• [THE TASKS]
1. Transcribe the stretch of the blog post from "To be fair, these" through "very wise one.".
2. According to the blog post, in what year did the author begin physics studies at the University of Oslo?
3. List the fields that the blog post says AI has revolutionized.

• [SOURCE DOCUMENT]

Langtangen Was Right

Artificial intelligence (AI) has enabled us to tackle problems that seemed impossible just a decade ago. It has revolutionized fields such as natural language processing, image synthesis, video generation, and weather forecasting — the area I’m currently most involved in. In this blog post, we’ll explore what AI really is, its key components, the current state of the field, future directions, and the role Python plays in AI development. I’ll also include a tribute to my brilliant informatics lecturer, Hans Petter Langtangen.

Artificial intelligence, particularly neural networks, is inspired by the structure and function of the human brain’s neural networks, but only loosely emulates them

I began my physics studies at the University of Oslo (UiO) in 2014, where we were fortunate to be introduced to programming from the very first semester. From the outset, we were essentially trained to become computational physicists. At that time, a significant debate was unfolding within the Faculty of Mathematics and Natural Sciences regarding which programming language should be taught to bachelor students. Many professors advocated for low-level languages like C, C++, and Fortran, citing their speed and prevalent use in physics applications.

To be fair, these languages were the natural choice back then, holding a much higher market share than higher-level, slower alternatives like Python and MATLAB. However, Hans Petter Langtangen presented a compelling argument for Python. He emphasized that Python encompasses all the necessary components suitable for students without prior programming experience. As a scripting language, it is pre-compiled, facilitates easy integration of third-party code, and is open-source. Despite Python’s modest market share of only 2% at the time, Langtangen successfully persuaded his colleagues to adopt it for teaching. As we will soon see, that decision proved to be a very wise one.

Python’s TIOBE rating has increased from 2.4% in 2014 to 23.8% in 2025. Source: tiobe.com

The popularity of Python has skyrocketed in recent years, largely driven by the rise of artificial intelligence—especially machine learning. Today, the vast majority of large-scale machine learning projects (over 90%) are developed in Python. In a sense, machine learning is synonymous with Python—whether you like it or not.

But the relationship goes both ways. Python has been just as crucial to the growth of machine learning as machine learning has been to Python’s success. Much of the field’s rapid progress is thanks to powerful open-source libraries developed by the Python community—such as PyTorch, TensorFlow, and JAX—all of which embody Python’s core philosophy of simplicity and readability. Combined with advances in hardware, these libraries are a key reason why machine learning development is evolving at such a fast pace.

Exactly what is machine learning?

So, what exactly is machine learning? In simple terms, machine learning is the science of training computers to perform tasks without being explicitly programmed. Typically, this involves optimizing a complex function based on a specific metric using an algorithmic approach.

Sound confusing? Don’t worry—there’s a concrete example coming up that should make things clearer.

• [DATA EXTRACT]
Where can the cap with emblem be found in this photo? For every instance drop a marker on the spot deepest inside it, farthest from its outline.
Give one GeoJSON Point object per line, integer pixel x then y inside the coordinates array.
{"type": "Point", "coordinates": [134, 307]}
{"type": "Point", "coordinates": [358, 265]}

• [ANSWERS BY TASK]
1.
To be fair, these languages were the natural choice back then, holding a much higher market share than higher-level, slower alternatives like Python and MATLAB. However, Hans Petter Langtangen presented a compelling argument for Python. He emphasized that Python encompasses all the necessary components suitable for students without prior programming experience. As a scripting language, it is pre-compiled, facilitates easy integration of third-party code, and is open-source. Despite Python’s modest market share of only 2% at the time, Langtangen successfully persuaded his colleagues to adopt it for teaching. As we will soon see, that decision proved to be a very wise one.

2. 2014

3. Natural language processing, image synthesis, video generation, weather forecasting